──────── 所給文本

題為《被壓抑的創造力》的油畫(72×48厘米)則描繪了一個青灰色的角鬥士,他的一隻藍色的眼睛從白色的蛋殼面罩下向外張望著。角鬥士被金黃色的鎖鏈捆綁著,手中拿著畫筆。黃色、紫紅色和藍色的液體從巨大的顏料管中噴湧而出。

在《黑心美女》中,一個黑髮美女從背景的草坪和灌木叢中衝到前景的階梯上,秘密通道由一個布娃娃般的被釘起來的稻草人看守著。前景是一個碎裂的雞蛋和一個插著枯萎花束的花瓶,空中飄浮著一個像眼球般充滿血絲的球體,上面畫著一顆黑心。

19幅超現實主義的畫作描繪了蒙面人、籠罩在陰影之下的家庭、審視的眼睛,以及被撕碎、淌著血或者被釘在十字架上的布娃娃。

白天看到這些畫都會令人毛骨悚然。

畫廊老闆布倫達·克羅斯(Brenda Kroos)將畫展命名為「比利——發自內心的吶喊」,並決定於1989年10月27日(星期五)在哥倫布市開展並舉行畫家招待會,畫展於12月15日閉幕。

在畫展開始的3周前,施韋卡特通知比利於10月1日去阿森斯市為4年前的穀倉槍擊案出庭作證。

────────────────
──────── 所給資料

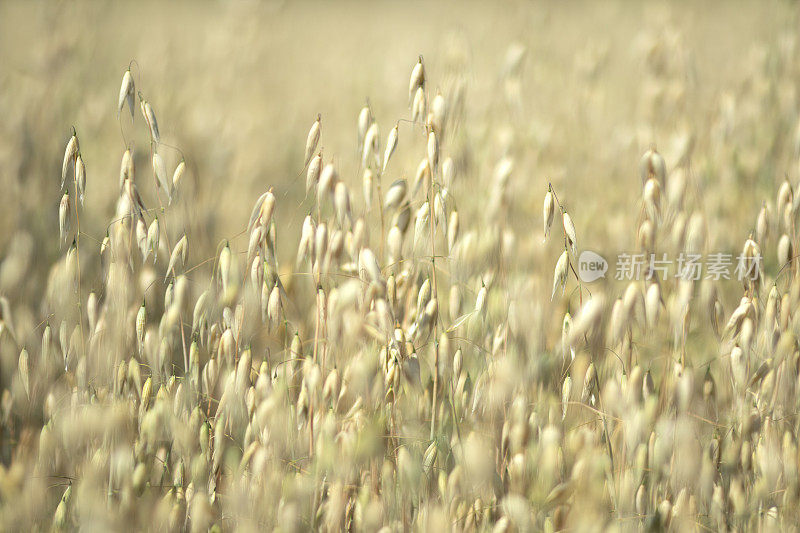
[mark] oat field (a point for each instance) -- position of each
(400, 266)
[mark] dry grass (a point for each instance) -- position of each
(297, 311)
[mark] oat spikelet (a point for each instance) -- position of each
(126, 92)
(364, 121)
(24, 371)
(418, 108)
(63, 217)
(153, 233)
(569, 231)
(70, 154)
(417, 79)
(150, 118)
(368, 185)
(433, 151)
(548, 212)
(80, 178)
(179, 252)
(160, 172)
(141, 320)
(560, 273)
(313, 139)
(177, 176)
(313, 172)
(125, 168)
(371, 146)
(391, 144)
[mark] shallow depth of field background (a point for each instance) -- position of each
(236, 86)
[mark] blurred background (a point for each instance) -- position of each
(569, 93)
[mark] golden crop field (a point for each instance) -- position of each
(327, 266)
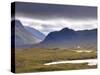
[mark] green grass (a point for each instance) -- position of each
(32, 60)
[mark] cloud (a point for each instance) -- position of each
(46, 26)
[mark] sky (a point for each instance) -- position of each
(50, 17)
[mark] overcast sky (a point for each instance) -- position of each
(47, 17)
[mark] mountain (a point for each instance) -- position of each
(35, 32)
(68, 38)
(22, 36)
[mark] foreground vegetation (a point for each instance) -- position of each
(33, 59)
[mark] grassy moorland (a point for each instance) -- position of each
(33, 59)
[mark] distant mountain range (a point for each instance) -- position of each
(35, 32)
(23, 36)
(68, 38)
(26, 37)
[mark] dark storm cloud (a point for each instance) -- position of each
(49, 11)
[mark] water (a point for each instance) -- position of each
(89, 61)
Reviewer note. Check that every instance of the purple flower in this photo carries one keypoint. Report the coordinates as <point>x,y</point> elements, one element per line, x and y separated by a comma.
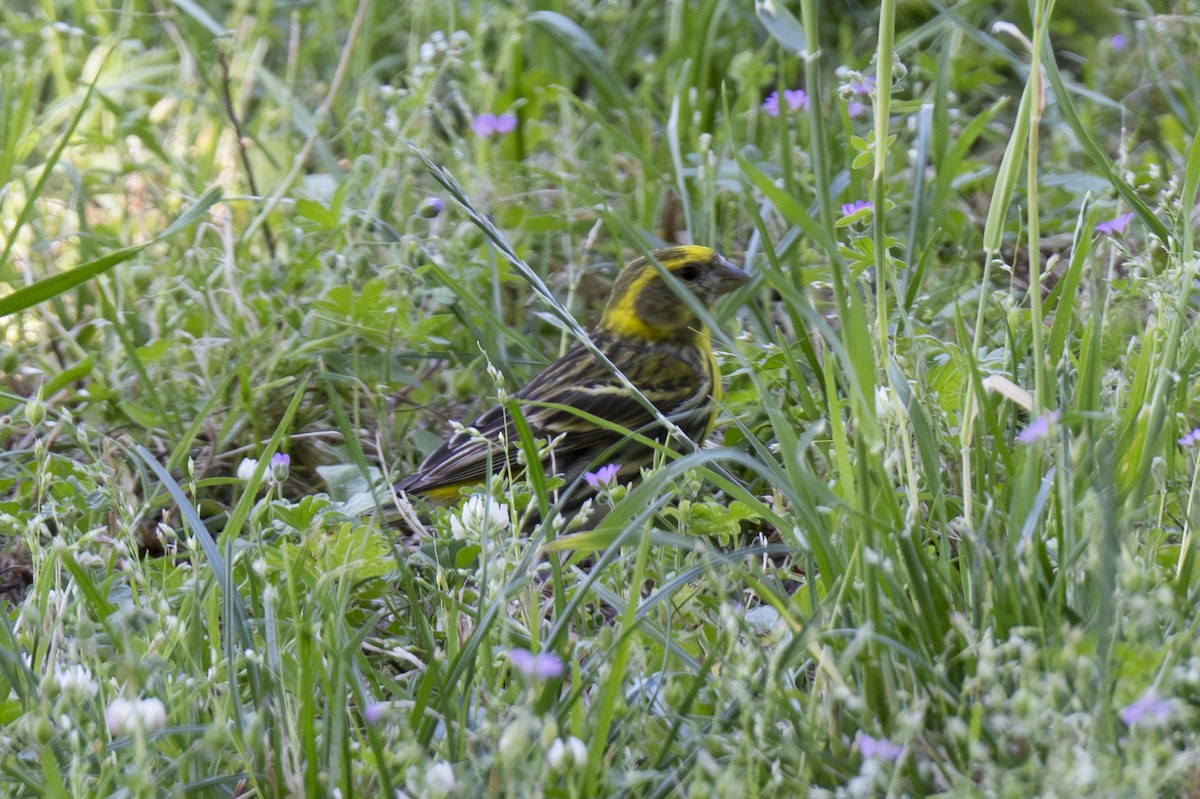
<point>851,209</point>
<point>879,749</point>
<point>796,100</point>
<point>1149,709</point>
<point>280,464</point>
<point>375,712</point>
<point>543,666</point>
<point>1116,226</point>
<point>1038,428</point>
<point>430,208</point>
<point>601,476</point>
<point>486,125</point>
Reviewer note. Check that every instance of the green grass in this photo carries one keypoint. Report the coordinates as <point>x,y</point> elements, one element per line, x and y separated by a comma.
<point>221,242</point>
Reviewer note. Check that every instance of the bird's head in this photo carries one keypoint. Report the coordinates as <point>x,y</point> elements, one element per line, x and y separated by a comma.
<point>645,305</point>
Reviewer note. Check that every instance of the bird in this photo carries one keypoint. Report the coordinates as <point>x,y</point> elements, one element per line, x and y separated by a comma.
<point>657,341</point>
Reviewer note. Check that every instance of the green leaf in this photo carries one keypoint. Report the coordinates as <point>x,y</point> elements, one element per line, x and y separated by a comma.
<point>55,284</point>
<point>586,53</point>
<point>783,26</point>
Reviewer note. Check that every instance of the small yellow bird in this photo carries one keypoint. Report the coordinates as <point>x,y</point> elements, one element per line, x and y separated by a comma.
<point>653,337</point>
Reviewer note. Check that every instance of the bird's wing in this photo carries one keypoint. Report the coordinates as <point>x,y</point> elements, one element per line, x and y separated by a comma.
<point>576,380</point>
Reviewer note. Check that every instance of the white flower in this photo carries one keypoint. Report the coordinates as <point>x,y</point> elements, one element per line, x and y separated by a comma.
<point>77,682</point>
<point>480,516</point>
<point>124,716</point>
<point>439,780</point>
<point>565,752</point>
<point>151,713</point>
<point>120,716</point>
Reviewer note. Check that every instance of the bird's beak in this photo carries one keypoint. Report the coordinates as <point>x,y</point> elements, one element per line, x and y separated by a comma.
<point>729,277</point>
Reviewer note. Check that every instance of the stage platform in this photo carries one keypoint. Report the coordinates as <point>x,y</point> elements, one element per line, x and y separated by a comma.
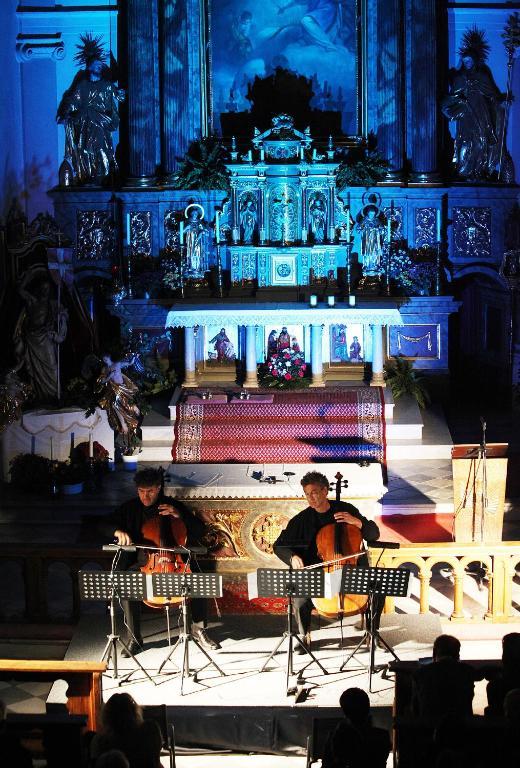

────────────────

* [題目詳情]
根據所給文本,那19幅超現實主義畫作描繪了哪些事物?請逐一全部列出。

* [作答區]
蒙面人;
籠罩在陰影之下的家庭;
審視的眼睛;
被撕碎、淌著血或者被釘在十字架上的布娃娃。